Records supplied
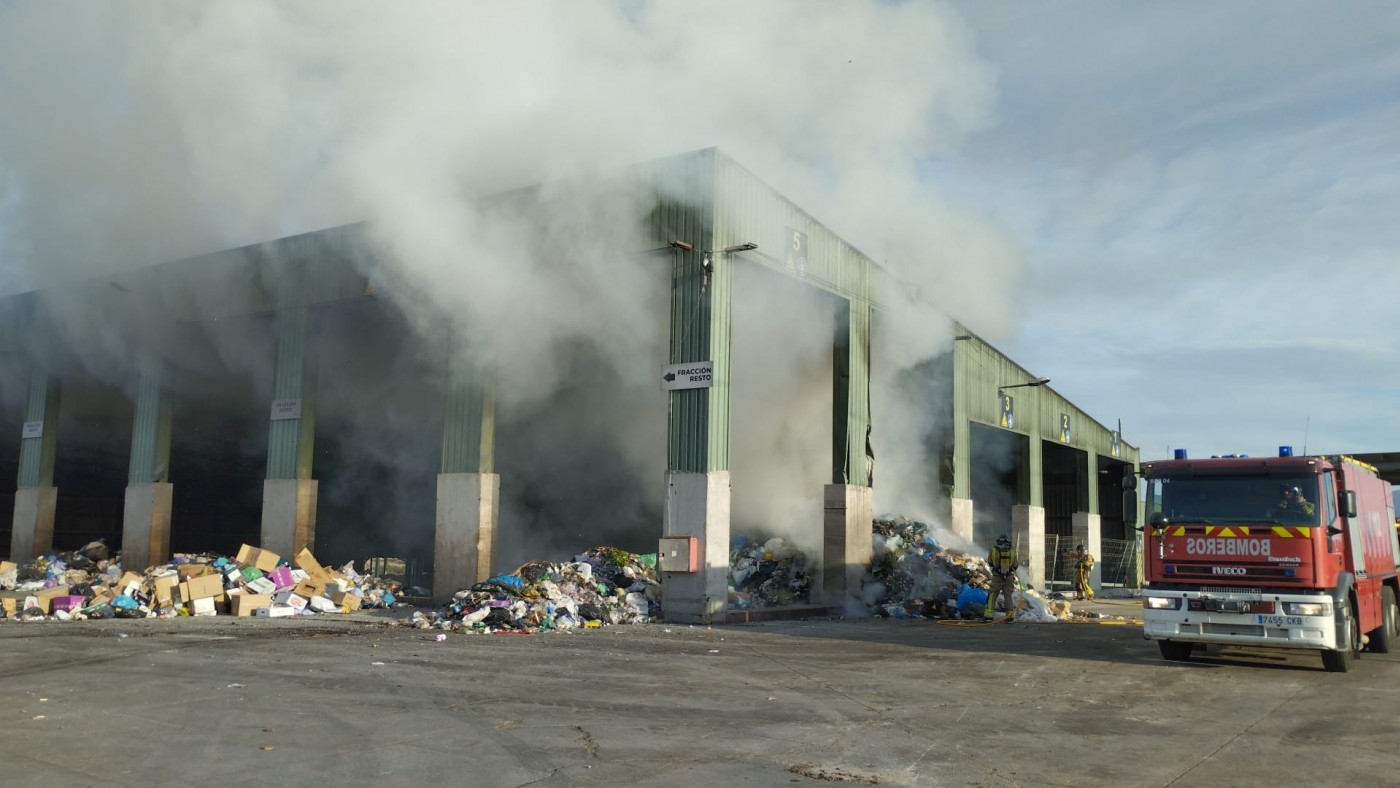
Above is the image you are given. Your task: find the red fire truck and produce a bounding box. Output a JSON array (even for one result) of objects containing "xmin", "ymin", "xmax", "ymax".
[{"xmin": 1124, "ymin": 446, "xmax": 1400, "ymax": 672}]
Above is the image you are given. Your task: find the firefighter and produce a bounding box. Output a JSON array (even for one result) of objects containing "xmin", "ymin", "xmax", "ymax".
[
  {"xmin": 1270, "ymin": 484, "xmax": 1317, "ymax": 519},
  {"xmin": 983, "ymin": 533, "xmax": 1021, "ymax": 621},
  {"xmin": 1074, "ymin": 544, "xmax": 1093, "ymax": 599}
]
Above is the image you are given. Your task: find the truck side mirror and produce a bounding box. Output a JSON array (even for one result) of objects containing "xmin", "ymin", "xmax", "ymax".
[{"xmin": 1337, "ymin": 490, "xmax": 1357, "ymax": 518}]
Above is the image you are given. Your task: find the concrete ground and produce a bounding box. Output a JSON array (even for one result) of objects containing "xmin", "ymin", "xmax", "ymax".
[{"xmin": 0, "ymin": 599, "xmax": 1400, "ymax": 787}]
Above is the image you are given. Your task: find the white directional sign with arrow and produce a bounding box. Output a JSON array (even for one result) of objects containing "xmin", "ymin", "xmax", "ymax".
[{"xmin": 661, "ymin": 361, "xmax": 714, "ymax": 392}]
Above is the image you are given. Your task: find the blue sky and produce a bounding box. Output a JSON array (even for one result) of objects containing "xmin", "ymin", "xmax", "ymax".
[
  {"xmin": 0, "ymin": 0, "xmax": 1400, "ymax": 467},
  {"xmin": 925, "ymin": 1, "xmax": 1400, "ymax": 459}
]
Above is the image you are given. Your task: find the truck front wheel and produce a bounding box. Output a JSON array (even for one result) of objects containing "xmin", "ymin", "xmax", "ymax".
[
  {"xmin": 1369, "ymin": 585, "xmax": 1400, "ymax": 654},
  {"xmin": 1322, "ymin": 605, "xmax": 1361, "ymax": 673},
  {"xmin": 1156, "ymin": 640, "xmax": 1194, "ymax": 662}
]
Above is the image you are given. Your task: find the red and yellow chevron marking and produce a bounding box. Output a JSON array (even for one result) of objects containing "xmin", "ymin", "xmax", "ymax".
[{"xmin": 1155, "ymin": 525, "xmax": 1308, "ymax": 539}]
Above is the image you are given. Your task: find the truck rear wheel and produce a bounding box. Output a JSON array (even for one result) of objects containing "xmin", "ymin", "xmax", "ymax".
[
  {"xmin": 1322, "ymin": 605, "xmax": 1361, "ymax": 673},
  {"xmin": 1371, "ymin": 585, "xmax": 1400, "ymax": 654},
  {"xmin": 1156, "ymin": 640, "xmax": 1194, "ymax": 662}
]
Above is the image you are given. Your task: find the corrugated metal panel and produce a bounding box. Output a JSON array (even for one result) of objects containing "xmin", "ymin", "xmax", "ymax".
[
  {"xmin": 637, "ymin": 150, "xmax": 731, "ymax": 473},
  {"xmin": 715, "ymin": 153, "xmax": 893, "ymax": 307},
  {"xmin": 267, "ymin": 307, "xmax": 316, "ymax": 479},
  {"xmin": 17, "ymin": 367, "xmax": 59, "ymax": 487},
  {"xmin": 127, "ymin": 365, "xmax": 172, "ymax": 484},
  {"xmin": 844, "ymin": 301, "xmax": 871, "ymax": 486},
  {"xmin": 953, "ymin": 326, "xmax": 1138, "ymax": 462},
  {"xmin": 116, "ymin": 224, "xmax": 377, "ymax": 321},
  {"xmin": 442, "ymin": 354, "xmax": 496, "ymax": 473}
]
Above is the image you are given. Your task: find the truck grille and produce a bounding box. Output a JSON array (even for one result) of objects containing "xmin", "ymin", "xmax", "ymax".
[{"xmin": 1201, "ymin": 623, "xmax": 1264, "ymax": 637}]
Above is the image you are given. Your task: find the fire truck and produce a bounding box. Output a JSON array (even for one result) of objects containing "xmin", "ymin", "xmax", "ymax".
[{"xmin": 1124, "ymin": 446, "xmax": 1400, "ymax": 672}]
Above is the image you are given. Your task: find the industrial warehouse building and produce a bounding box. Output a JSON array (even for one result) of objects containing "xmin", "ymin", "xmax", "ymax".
[{"xmin": 0, "ymin": 150, "xmax": 1138, "ymax": 621}]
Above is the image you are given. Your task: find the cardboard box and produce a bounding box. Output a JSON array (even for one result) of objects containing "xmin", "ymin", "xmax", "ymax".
[
  {"xmin": 234, "ymin": 544, "xmax": 281, "ymax": 572},
  {"xmin": 267, "ymin": 567, "xmax": 297, "ymax": 591},
  {"xmin": 183, "ymin": 575, "xmax": 224, "ymax": 602},
  {"xmin": 151, "ymin": 575, "xmax": 179, "ymax": 607},
  {"xmin": 244, "ymin": 577, "xmax": 277, "ymax": 593},
  {"xmin": 330, "ymin": 591, "xmax": 364, "ymax": 613},
  {"xmin": 293, "ymin": 547, "xmax": 332, "ymax": 584},
  {"xmin": 291, "ymin": 579, "xmax": 326, "ymax": 599},
  {"xmin": 52, "ymin": 593, "xmax": 83, "ymax": 613},
  {"xmin": 29, "ymin": 585, "xmax": 69, "ymax": 616},
  {"xmin": 228, "ymin": 593, "xmax": 272, "ymax": 616},
  {"xmin": 272, "ymin": 591, "xmax": 307, "ymax": 613}
]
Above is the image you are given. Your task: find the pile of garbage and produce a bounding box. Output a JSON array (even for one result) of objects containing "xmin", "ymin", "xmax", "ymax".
[
  {"xmin": 862, "ymin": 515, "xmax": 1071, "ymax": 623},
  {"xmin": 412, "ymin": 547, "xmax": 661, "ymax": 634},
  {"xmin": 0, "ymin": 542, "xmax": 402, "ymax": 621},
  {"xmin": 862, "ymin": 515, "xmax": 991, "ymax": 619},
  {"xmin": 728, "ymin": 536, "xmax": 812, "ymax": 610}
]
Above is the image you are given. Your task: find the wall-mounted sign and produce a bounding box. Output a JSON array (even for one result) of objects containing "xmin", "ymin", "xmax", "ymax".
[
  {"xmin": 783, "ymin": 227, "xmax": 808, "ymax": 276},
  {"xmin": 272, "ymin": 399, "xmax": 301, "ymax": 421},
  {"xmin": 661, "ymin": 361, "xmax": 714, "ymax": 392}
]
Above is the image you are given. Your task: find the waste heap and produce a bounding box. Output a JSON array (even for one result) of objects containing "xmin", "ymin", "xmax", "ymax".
[
  {"xmin": 412, "ymin": 547, "xmax": 661, "ymax": 634},
  {"xmin": 862, "ymin": 515, "xmax": 991, "ymax": 619},
  {"xmin": 0, "ymin": 542, "xmax": 400, "ymax": 621},
  {"xmin": 728, "ymin": 535, "xmax": 812, "ymax": 610}
]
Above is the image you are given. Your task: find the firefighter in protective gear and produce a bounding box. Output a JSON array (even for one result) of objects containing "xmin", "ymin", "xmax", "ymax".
[
  {"xmin": 1074, "ymin": 544, "xmax": 1093, "ymax": 599},
  {"xmin": 983, "ymin": 533, "xmax": 1021, "ymax": 621}
]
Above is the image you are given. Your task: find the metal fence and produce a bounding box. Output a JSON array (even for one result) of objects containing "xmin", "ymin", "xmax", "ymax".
[{"xmin": 1046, "ymin": 533, "xmax": 1141, "ymax": 588}]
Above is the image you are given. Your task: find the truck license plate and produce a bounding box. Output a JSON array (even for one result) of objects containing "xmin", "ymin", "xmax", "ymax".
[{"xmin": 1259, "ymin": 616, "xmax": 1303, "ymax": 627}]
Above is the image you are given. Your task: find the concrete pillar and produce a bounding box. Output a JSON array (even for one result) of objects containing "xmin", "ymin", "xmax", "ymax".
[
  {"xmin": 10, "ymin": 367, "xmax": 59, "ymax": 563},
  {"xmin": 951, "ymin": 498, "xmax": 973, "ymax": 542},
  {"xmin": 661, "ymin": 470, "xmax": 733, "ymax": 624},
  {"xmin": 1011, "ymin": 504, "xmax": 1046, "ymax": 592},
  {"xmin": 262, "ymin": 307, "xmax": 318, "ymax": 558},
  {"xmin": 822, "ymin": 484, "xmax": 875, "ymax": 612},
  {"xmin": 122, "ymin": 363, "xmax": 175, "ymax": 571},
  {"xmin": 1070, "ymin": 512, "xmax": 1103, "ymax": 592},
  {"xmin": 122, "ymin": 481, "xmax": 175, "ymax": 572},
  {"xmin": 433, "ymin": 473, "xmax": 501, "ymax": 602},
  {"xmin": 433, "ymin": 337, "xmax": 501, "ymax": 602},
  {"xmin": 262, "ymin": 479, "xmax": 318, "ymax": 558},
  {"xmin": 10, "ymin": 487, "xmax": 59, "ymax": 564}
]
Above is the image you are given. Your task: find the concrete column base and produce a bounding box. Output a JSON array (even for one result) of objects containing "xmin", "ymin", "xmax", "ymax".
[
  {"xmin": 822, "ymin": 484, "xmax": 875, "ymax": 616},
  {"xmin": 433, "ymin": 473, "xmax": 501, "ymax": 602},
  {"xmin": 661, "ymin": 470, "xmax": 731, "ymax": 624},
  {"xmin": 949, "ymin": 498, "xmax": 974, "ymax": 549},
  {"xmin": 260, "ymin": 479, "xmax": 319, "ymax": 560},
  {"xmin": 10, "ymin": 487, "xmax": 59, "ymax": 564},
  {"xmin": 1011, "ymin": 504, "xmax": 1046, "ymax": 592},
  {"xmin": 122, "ymin": 481, "xmax": 175, "ymax": 572},
  {"xmin": 1070, "ymin": 512, "xmax": 1103, "ymax": 593}
]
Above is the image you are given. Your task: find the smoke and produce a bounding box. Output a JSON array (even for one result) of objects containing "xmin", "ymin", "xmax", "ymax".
[{"xmin": 0, "ymin": 0, "xmax": 1023, "ymax": 568}]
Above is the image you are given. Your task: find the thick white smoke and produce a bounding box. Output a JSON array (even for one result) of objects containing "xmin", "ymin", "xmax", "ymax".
[{"xmin": 0, "ymin": 0, "xmax": 1022, "ymax": 568}]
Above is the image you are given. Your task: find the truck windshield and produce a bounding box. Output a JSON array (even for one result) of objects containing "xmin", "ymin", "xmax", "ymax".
[{"xmin": 1148, "ymin": 476, "xmax": 1320, "ymax": 525}]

The request
Pick out every line above that contains the word "metal" and copy each one in full.

Exercise output
Above is the image you are given. Your task: find the corrugated metal panel and produce a bounding box. Output a JSON array (even for one result) of objects containing "xmin", "ymin", "xmax", "ymax".
Above is the image you are given. Your task: find the metal fence and produce a bounding box. Output a JSON array (even for one result) of objects containing "xmin", "ymin", "xmax", "ymax".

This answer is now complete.